» Set tasks
(1) Reproduce the passage of the BT report starting with "This pension liability" and going on through "of an IP-based network.".
(2) According to the BT report, in which city will BT's first live 21CN operation take place?

» Document segment
◆ ◆ ◆

Separately, BT unveiled a deal with the film studio DreamWorks, giving subscribers to BT’s forthcoming Vision (video-on-demand) service access to the film studio’s back catalogue including the Shrek movies, and Wallace and Gromit. BT Vision is scheduled for an autumn launch.
There has been some concern recently over BT’s mammoth 34bn pounds ($59.6bn) pension liability. BT said this has fallen 50% to 1.8bn pounds ($3.4bn) over the course of the year, aided by buoyant global equity markets. BT maintains that a government guarantee dating back to its privatization in 1984 should cover roughly 28bn pounds ($52.9bn) of its pension fund liabilities, or three-quarters of its total obligation to employees, in the event of the group going bust.
This pension liability was highlighted in March when a number of global equity firms were said to be looking to launch a potential 20bn pound ($35.1bn) takeover bid for the former UK incumbent. But BT has refused to let this distract it and is continuing with its plans to spend 10bn pounds ($18.9bn) through to 2009 on its 21CN project.
BT first announced plans in June 2004 to move its entire customer base on to an IP-based network. The move was the first time that a major carrier had agreed to totally abandon a traditional public switched telephone network in favor of an IP-based network.
Contracts have been signed with eight preferred suppliers and the first equipment orders for 21CN have been placed. BT said the trials of telephone services over 21CN are scheduled to begin this month, while its first live 21CN operation will be in November 2006 in Cardiff.
An advantage that BT has over its European rivals such as France Telecom SA and Deutsche Telekom AG is its low debt burden, which is sitting at 7.534bn pounds ($14.23bn), down from 8.1bn pounds ($15bn) at the end of December.
Looking forward, BT said it remains confident it will continue to grow revenue, EBITDA, earnings per share, and dividends, over the coming year. It said revenue growth will continue to be fueled by new wave services.
BT said the full-year dividend would be 11.9 pence ($0.22) per share, up 14% from the previous year. The full-year dividend accounted for some 61% of earnings, and BT said it is on track to raise the ratio of profits to payouts to two-thirds by the financial year to the end of March 2008.
Shares in the carrier rose 6.69% to 223.25 pence ($4.22) on the London Stock Exchange following the news.

◆ ◆ ◆

» Extracted data
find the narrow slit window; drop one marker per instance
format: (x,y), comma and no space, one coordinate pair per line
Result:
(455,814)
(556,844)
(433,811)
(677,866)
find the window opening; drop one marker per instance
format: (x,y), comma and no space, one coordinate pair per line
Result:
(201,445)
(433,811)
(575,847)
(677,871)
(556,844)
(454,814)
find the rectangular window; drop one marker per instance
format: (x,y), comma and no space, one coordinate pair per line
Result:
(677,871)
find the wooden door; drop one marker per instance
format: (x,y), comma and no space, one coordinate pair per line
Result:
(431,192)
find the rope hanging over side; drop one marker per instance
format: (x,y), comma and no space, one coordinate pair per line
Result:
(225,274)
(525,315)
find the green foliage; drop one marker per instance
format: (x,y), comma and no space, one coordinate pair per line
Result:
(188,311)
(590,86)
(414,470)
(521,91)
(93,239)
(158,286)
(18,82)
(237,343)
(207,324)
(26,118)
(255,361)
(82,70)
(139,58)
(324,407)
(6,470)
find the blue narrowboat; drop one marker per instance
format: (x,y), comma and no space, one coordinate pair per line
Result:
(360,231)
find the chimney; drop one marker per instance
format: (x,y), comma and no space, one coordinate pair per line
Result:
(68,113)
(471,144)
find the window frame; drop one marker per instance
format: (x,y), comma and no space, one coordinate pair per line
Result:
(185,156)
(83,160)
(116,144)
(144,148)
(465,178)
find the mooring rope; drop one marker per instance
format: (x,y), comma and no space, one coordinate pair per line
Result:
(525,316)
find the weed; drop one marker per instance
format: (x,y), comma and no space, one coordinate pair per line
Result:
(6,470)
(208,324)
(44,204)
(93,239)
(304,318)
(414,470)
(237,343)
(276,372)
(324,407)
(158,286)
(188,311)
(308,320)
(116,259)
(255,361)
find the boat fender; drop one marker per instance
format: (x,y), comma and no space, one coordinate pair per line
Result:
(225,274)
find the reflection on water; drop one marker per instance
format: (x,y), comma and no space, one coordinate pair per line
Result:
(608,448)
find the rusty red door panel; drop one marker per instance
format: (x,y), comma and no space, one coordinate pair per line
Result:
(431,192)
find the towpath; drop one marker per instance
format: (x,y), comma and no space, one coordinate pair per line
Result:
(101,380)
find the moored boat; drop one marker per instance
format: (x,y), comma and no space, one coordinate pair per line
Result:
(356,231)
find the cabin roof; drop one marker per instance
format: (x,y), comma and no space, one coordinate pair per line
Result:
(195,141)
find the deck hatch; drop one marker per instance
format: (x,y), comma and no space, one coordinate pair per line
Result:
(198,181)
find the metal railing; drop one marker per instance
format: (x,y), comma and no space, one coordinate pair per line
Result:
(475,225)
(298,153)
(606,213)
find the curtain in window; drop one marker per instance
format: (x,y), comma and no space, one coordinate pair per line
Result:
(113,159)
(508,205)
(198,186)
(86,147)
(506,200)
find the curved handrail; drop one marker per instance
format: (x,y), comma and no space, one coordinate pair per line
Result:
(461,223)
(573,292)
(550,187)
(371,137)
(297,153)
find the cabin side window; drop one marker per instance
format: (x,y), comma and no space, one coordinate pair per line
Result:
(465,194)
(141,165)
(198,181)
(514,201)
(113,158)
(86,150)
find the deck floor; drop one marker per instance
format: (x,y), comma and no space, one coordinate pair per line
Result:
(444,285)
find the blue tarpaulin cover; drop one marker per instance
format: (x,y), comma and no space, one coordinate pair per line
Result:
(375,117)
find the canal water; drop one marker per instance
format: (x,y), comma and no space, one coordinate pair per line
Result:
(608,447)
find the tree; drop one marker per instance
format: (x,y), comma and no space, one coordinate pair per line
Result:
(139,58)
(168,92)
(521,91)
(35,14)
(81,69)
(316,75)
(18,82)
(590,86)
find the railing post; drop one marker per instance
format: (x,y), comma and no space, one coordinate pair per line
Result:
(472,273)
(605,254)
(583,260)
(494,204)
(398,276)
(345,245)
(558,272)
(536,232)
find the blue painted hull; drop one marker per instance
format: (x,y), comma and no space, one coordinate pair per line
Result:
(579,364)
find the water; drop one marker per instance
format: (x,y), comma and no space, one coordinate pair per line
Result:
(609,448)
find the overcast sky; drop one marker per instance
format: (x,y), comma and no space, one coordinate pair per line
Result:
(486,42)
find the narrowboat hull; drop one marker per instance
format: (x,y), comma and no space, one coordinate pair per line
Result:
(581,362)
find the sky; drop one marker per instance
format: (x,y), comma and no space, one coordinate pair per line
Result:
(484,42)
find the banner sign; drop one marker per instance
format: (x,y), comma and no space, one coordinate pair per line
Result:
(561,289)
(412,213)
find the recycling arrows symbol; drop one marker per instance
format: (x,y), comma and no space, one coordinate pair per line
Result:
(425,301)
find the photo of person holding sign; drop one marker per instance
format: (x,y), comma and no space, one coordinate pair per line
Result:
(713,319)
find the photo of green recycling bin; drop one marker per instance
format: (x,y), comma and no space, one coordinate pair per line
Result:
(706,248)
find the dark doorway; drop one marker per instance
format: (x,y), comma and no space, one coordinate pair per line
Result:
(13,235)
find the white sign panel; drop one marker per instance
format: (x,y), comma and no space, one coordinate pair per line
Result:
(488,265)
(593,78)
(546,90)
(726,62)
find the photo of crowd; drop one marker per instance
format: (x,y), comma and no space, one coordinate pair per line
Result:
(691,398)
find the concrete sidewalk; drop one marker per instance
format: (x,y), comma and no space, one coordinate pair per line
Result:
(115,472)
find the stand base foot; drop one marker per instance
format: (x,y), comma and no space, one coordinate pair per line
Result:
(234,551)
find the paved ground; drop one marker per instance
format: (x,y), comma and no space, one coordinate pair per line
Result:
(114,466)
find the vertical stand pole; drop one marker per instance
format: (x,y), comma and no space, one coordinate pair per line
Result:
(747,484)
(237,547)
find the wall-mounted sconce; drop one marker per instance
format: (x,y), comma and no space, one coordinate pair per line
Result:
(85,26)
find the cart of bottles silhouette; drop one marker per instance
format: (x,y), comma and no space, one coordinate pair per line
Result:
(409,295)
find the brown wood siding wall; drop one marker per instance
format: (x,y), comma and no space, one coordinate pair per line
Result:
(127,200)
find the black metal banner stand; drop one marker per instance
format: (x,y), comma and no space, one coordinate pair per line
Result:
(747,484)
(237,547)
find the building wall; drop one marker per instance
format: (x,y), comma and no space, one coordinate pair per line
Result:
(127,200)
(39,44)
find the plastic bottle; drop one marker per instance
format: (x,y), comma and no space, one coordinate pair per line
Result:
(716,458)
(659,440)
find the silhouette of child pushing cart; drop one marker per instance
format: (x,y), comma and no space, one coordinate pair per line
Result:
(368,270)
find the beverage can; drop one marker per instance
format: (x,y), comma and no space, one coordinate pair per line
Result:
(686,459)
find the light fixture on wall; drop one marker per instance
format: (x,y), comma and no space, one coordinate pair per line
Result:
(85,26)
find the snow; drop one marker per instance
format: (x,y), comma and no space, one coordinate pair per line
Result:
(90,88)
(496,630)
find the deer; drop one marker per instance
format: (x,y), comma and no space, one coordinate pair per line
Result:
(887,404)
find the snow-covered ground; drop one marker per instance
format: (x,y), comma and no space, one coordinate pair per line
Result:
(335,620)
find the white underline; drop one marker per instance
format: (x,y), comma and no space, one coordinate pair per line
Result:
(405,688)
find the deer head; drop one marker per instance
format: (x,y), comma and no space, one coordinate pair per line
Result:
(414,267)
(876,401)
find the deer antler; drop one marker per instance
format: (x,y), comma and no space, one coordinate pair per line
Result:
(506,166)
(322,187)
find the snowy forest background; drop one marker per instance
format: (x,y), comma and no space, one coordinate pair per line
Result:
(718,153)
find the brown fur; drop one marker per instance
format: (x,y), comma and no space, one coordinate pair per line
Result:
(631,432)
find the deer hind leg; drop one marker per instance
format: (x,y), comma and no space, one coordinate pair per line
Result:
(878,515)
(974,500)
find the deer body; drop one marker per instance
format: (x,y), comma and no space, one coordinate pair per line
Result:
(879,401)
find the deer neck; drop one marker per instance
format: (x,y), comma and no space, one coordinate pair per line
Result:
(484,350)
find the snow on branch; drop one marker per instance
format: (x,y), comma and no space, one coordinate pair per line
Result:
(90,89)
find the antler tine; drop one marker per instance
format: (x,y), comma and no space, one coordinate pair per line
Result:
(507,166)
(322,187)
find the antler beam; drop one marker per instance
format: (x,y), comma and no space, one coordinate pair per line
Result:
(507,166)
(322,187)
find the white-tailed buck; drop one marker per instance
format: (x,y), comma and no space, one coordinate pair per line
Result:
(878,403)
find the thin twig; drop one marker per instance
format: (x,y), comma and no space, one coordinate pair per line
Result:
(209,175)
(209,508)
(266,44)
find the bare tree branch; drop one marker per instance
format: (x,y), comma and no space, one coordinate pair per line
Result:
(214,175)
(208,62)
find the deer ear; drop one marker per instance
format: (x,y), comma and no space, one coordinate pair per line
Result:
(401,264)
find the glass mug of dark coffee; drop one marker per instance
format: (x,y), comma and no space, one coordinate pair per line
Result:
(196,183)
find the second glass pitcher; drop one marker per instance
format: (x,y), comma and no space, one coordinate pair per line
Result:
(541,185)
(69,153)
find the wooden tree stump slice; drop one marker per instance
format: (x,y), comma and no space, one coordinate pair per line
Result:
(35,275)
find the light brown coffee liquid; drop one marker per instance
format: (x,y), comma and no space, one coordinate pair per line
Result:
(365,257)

◆ ◆ ◆

» Set of answers
(1)
This pension liability was highlighted in March when a number of global equity firms were said to be looking to launch a potential 20bn pound ($35.1bn) takeover bid for the former UK incumbent. But BT has refused to let this distract it and is continuing with its plans to spend 10bn pounds ($18.9bn) through to 2009 on its 21CN project.
BT first announced plans in June 2004 to move its entire customer base on to an IP-based network. The move was the first time that a major carrier had agreed to totally abandon a traditional public switched telephone network in favor of an IP-based network.

(2) Cardiff, in November 2006.